Print all records exactly, pictures left out.

• **Records for the exercise**
- Opening Delimiter -

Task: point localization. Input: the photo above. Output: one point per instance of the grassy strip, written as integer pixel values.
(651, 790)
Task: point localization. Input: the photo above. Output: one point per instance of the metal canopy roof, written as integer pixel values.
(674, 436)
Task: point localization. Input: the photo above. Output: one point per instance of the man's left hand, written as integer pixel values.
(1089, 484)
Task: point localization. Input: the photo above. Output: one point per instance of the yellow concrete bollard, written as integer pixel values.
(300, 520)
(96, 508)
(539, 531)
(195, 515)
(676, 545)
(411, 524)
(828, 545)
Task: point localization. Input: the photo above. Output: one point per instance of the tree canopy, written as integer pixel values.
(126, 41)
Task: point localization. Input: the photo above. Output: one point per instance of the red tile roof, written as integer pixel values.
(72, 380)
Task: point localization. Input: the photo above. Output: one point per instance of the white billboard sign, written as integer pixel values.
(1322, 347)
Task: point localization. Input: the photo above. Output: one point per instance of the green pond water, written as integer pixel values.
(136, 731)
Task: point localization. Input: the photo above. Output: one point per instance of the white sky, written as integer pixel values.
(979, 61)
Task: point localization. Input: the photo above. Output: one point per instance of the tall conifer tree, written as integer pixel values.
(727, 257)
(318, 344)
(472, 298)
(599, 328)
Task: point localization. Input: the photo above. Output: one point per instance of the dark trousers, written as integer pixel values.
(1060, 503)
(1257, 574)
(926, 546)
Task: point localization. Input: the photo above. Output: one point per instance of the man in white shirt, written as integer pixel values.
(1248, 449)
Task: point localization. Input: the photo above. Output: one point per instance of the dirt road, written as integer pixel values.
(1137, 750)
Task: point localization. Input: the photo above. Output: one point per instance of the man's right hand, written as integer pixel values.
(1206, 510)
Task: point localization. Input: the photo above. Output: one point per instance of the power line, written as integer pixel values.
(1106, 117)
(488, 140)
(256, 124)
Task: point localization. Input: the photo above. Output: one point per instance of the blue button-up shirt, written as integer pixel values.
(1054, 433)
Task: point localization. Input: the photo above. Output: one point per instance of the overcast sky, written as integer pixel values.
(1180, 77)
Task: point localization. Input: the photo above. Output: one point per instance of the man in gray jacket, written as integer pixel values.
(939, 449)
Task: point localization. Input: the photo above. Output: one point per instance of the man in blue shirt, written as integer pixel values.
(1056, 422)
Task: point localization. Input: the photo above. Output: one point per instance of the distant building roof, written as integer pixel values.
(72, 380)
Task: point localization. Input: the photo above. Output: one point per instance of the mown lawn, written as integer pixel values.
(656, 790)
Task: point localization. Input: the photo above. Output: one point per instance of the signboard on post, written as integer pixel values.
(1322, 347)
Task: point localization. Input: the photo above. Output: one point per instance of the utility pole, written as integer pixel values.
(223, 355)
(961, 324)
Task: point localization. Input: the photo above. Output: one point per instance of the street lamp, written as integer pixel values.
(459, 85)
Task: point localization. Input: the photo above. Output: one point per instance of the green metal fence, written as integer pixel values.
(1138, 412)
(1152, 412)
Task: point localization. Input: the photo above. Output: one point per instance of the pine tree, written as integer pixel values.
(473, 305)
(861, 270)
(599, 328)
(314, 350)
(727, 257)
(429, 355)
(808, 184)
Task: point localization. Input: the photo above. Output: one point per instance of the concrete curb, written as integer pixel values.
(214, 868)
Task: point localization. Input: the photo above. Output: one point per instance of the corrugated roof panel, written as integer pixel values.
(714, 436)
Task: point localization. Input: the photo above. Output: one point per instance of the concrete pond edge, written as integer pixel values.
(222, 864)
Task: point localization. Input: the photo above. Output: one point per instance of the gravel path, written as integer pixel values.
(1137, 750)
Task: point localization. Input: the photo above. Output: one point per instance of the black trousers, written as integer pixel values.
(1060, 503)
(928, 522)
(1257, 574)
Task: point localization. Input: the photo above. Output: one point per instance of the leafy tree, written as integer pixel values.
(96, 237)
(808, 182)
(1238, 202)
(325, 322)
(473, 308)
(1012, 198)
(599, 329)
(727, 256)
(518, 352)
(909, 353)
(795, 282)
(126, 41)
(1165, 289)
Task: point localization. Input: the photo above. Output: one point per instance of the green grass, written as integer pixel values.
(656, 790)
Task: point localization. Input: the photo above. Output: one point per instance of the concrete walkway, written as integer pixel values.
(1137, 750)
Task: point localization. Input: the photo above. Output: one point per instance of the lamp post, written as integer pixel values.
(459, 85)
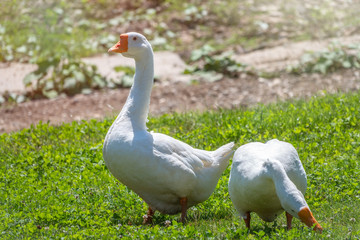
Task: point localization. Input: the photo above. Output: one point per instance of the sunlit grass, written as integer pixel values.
(54, 182)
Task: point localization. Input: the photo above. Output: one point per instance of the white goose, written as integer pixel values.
(268, 179)
(169, 175)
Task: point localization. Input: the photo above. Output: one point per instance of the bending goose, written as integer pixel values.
(268, 179)
(169, 175)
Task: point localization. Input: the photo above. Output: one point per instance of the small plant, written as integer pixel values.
(336, 57)
(63, 76)
(213, 67)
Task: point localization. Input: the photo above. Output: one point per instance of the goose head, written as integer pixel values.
(131, 45)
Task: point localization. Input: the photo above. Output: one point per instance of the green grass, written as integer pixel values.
(54, 183)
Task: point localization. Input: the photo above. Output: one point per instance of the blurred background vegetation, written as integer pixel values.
(56, 34)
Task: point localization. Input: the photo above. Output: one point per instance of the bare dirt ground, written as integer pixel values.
(179, 96)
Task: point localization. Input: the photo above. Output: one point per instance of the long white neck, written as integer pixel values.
(137, 104)
(290, 197)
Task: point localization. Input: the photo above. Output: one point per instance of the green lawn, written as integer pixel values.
(54, 183)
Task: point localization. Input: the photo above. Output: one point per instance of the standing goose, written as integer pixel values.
(268, 179)
(169, 175)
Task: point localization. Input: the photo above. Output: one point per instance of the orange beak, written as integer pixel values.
(121, 46)
(306, 217)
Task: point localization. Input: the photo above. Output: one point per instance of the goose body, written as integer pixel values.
(169, 175)
(268, 179)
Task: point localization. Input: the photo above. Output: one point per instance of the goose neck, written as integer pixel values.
(137, 104)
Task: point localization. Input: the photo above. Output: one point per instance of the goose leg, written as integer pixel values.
(183, 203)
(288, 220)
(148, 216)
(247, 220)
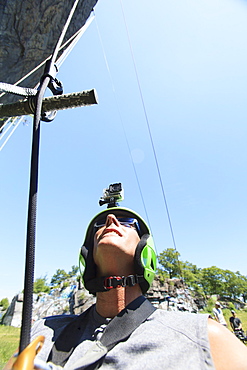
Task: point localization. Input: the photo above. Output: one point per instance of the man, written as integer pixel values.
(235, 322)
(218, 314)
(118, 265)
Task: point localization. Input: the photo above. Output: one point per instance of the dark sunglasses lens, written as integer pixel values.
(123, 220)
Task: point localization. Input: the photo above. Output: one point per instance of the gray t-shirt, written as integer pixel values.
(166, 340)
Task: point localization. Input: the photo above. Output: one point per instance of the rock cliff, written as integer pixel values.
(170, 295)
(29, 30)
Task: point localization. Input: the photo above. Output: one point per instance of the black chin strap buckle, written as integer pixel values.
(112, 282)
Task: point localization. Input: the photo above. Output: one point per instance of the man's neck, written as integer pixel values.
(109, 304)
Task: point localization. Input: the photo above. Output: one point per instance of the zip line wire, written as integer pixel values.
(120, 116)
(149, 129)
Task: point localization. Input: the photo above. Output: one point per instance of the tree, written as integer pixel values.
(59, 277)
(74, 271)
(4, 303)
(212, 280)
(192, 276)
(169, 260)
(40, 285)
(242, 283)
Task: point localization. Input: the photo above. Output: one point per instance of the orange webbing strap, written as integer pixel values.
(25, 359)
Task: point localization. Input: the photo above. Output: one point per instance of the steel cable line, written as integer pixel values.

- Closing Delimiter -

• **Written response**
Task: point localization. Input: the photo above. Output: one point per instance of the grassy strip, written as integer pixel values.
(651, 790)
Task: point localization. Input: the photo above. Output: one point per instance of the metal canopy roof, written as integer pixel values.
(674, 436)
Task: point localization. Input: the photo above. Output: one point per instance of the man's left hand, written as integer pixel values.
(1089, 484)
Task: point localization. Input: the photo above. Output: one point per instance of the yellow concrete bollard, written as integer pixel values.
(300, 520)
(96, 508)
(539, 531)
(195, 515)
(676, 545)
(411, 524)
(828, 545)
Task: point localization. Input: the photo above. Output: one point per instance of the tree canopy, written as integer pixel values.
(126, 41)
Task: point localization. Input: the photo above. Output: one point per instance of the red tile roof, written as integer pixel values.
(72, 380)
Task: point localization. Input: the photo above. Output: one point per instance of the white billboard sign, written as integer pixel values.
(1322, 347)
Task: point localization. Input: the photo above. Output: one point per instance of the green pond water, written as integer pixel values.
(136, 731)
Task: point localization. Input: the photo above. Output: one point per instance of the white sky, written as integer pixel values.
(979, 61)
Task: point localization. Input: the photo above. Output: one point per instance of the tall conifer tree, written as integer pixel values.
(727, 257)
(318, 344)
(472, 298)
(599, 328)
Task: point localization. Input: the photo above. Output: one point per instance of the dark trousers, written as integer pixel values.
(1060, 503)
(1257, 574)
(926, 546)
Task: point localization. Input: the photo above. Output: one point per instance of the man in white shirt, written as integer pixel values.
(1248, 449)
Task: point localization. Input: the photo above. Output: one point per instance of the dirt road, written as integer pixel values.
(1137, 750)
Task: point localization. Input: the photo above. Output: one point per instance of the man's right hand, written as integer pixel values.
(1206, 510)
Task: point localization. Input: the photo above. Output: one point per instance of the power line, written as integer pixel values.
(1106, 117)
(488, 140)
(256, 124)
Task: point localization. Input: the photo above. Output: one point per instance of the blue button-up shirt, written as integer pixel values.
(1054, 433)
Task: point localization. Input: the photo above. Output: one point per instance of the overcast sky, written as integer pixel values.
(1180, 77)
Task: point localization. Input: the photo above. Output: one point per instance of the man in gray jacket, written as integer pixel values.
(939, 449)
Task: point localization. Input: the photo above. Output: one point per instance of the man in blue shirt, written as integer pixel values.
(1056, 422)
Task: point localization. Input: the photo above. Output: one point per instance of the distant building roof, written as integer pixel values.
(72, 380)
Task: point localization. Input: the photo above. Output: one point per instance of the mown lawn, written as integer pixel values.
(656, 790)
Task: point localization. Input: the photo above. Output: one point per instance of the signboard on post, written as integer pixel values.
(1322, 347)
Task: point localization. Input: the photo above. Output: one point per instance of the utility pole, written as integer pixel values.
(223, 355)
(961, 324)
Task: point localization. Input: the photo above. Output: one point per instance of the street lamp, written as integer pixel values.
(459, 85)
Task: point localization. Input: the photo above. Output: one point per instance of the green metal fence, written as integer pixel values.
(1138, 412)
(1152, 412)
Task: point localization. Input: the photo above. Output: one point per instance of the pine tree, written as integer pixel values.
(473, 305)
(861, 270)
(599, 328)
(314, 350)
(727, 257)
(429, 355)
(808, 184)
Task: point localization. Input: the photo above. Output: one point per instance of the concrete curb, written as integer pixel values.
(214, 868)
Task: point localization. Input: the photo above. Output: one point per instance of the corrugated roof panel, written as integer pixel values.
(714, 436)
Task: point localization. Input: the photo above. Output: one point per instance of the concrete pond edge, written as integer pixel values.
(222, 864)
Task: point localization. Input: the photo above. Output: one point per instance of the gravel path, written as integer pixel values.
(1137, 750)
Task: point localization. Input: the photo above. Output: one point per instance of the black trousers, written as integer pixel values.
(1060, 503)
(928, 522)
(1257, 574)
Task: point localization. Input: the photo above. Output: one point per instance of the leafy tree, written as integer pixel values.
(96, 237)
(808, 182)
(1238, 202)
(325, 322)
(473, 308)
(1012, 198)
(599, 329)
(727, 256)
(518, 352)
(909, 353)
(795, 282)
(126, 41)
(1165, 289)
Task: point localization. Input: the photo above. Output: one point per instance of the green grass, written as integer pixel values.
(656, 790)
Task: point localization. Input: the photo above. Output: one point per instance of the concrete walkway, written as integer pixel values.
(1137, 750)
Task: point localization. Input: the photo above. Output: one point per instance of the lamp post, written as integer pixel values.
(459, 85)
Task: point localization. Input: the photo above. Output: one point per instance of the sunlit grass, written as integer pixel values.
(54, 182)
Task: point localization. Input: the photo above. Output: one point per instance of the white goose, written as integer pixel values.
(268, 179)
(169, 175)
Task: point localization. Input: the photo above. Output: one point per instance of the bending goose, written as integer pixel values.
(268, 179)
(169, 175)
Task: point localization. Input: the photo above. Output: one point per instance of the small plant, written as integer pixel values.
(336, 57)
(63, 76)
(213, 67)
Task: point localization. Input: the photo above. Output: one point per instance of the goose head, written as integer pixel values.
(131, 45)
Task: point localization. Input: the photo above. Output: one point per instance of the green grass, written as integer pixel values.
(54, 183)
Task: point localization. Input: the photo above. Output: one point per instance of the blurred background vegetation, written as integer pixel values.
(56, 34)
Task: point localization. Input: the photo above. Output: one point per instance of the bare dirt ground, written as integer pixel values.
(179, 96)
Task: point localization. Input: the photo above. Output: one point per instance of the long white neck, written as integer pixel values.
(137, 104)
(290, 197)
Task: point localization. Input: the photo above. Output: one point per instance of the green lawn, written as integer pixel values.
(54, 183)
Task: point localization. Input: the photo above. Output: one point per instance of the standing goose, written as integer pixel values.
(268, 179)
(169, 175)
Task: point localization. Input: the photo above. Output: one point per instance of the orange beak, written as integer pixel values.
(121, 46)
(306, 217)
Task: point localization. Input: the photo above. Output: one point per instance of the goose body, written as integer pixel values.
(169, 175)
(268, 179)
Task: point localization. Input: the photo above. Output: one point per instance of the goose neck, written as integer pixel values.
(137, 104)
Task: point localization. Input: the photo above. Output: one point per instance of the goose leg, written as integer pixel values.
(183, 203)
(288, 220)
(148, 216)
(247, 220)
Task: point localization. Input: the photo above. Output: one point per instance of the man, written as integer pixel values.
(235, 322)
(218, 314)
(118, 265)
Task: point localization. Input: the photo above. Output: one point per instance of the dark sunglasses lens, written as integer pixel values.
(123, 220)
Task: point localization. Input: the photo above. Output: one point per instance of the gray t-shirt, written as integer pixel values.
(166, 340)
Task: point localization. Input: the photo above. Output: one point per instance of the rock cliff, written as integer pixel values.
(170, 295)
(29, 30)
Task: point localization. Input: the photo above. Output: one point per instance of the black chin strap buckle, written as integer pixel values.
(112, 282)
Task: point localization. Input: the photo above. Output: one point per instance of the man's neck, written as integer pixel values.
(109, 304)
Task: point localization. Input: the photo above. Output: one point per instance of the zip line wire, written as integer pixel values.
(120, 116)
(149, 129)
Task: point localization. Input: the photo above. Output: one point per instance of the tree, written as integer pixel values.
(59, 277)
(74, 271)
(4, 303)
(212, 280)
(192, 276)
(169, 260)
(40, 285)
(242, 283)
Task: point localization. Input: the photo above. Output: one point per instance of the orange webbing strap, written as integer pixel values.
(25, 359)
Task: point localization. Input: the photo above. Output: one point per instance of the steel cable line, written as integer pixel values.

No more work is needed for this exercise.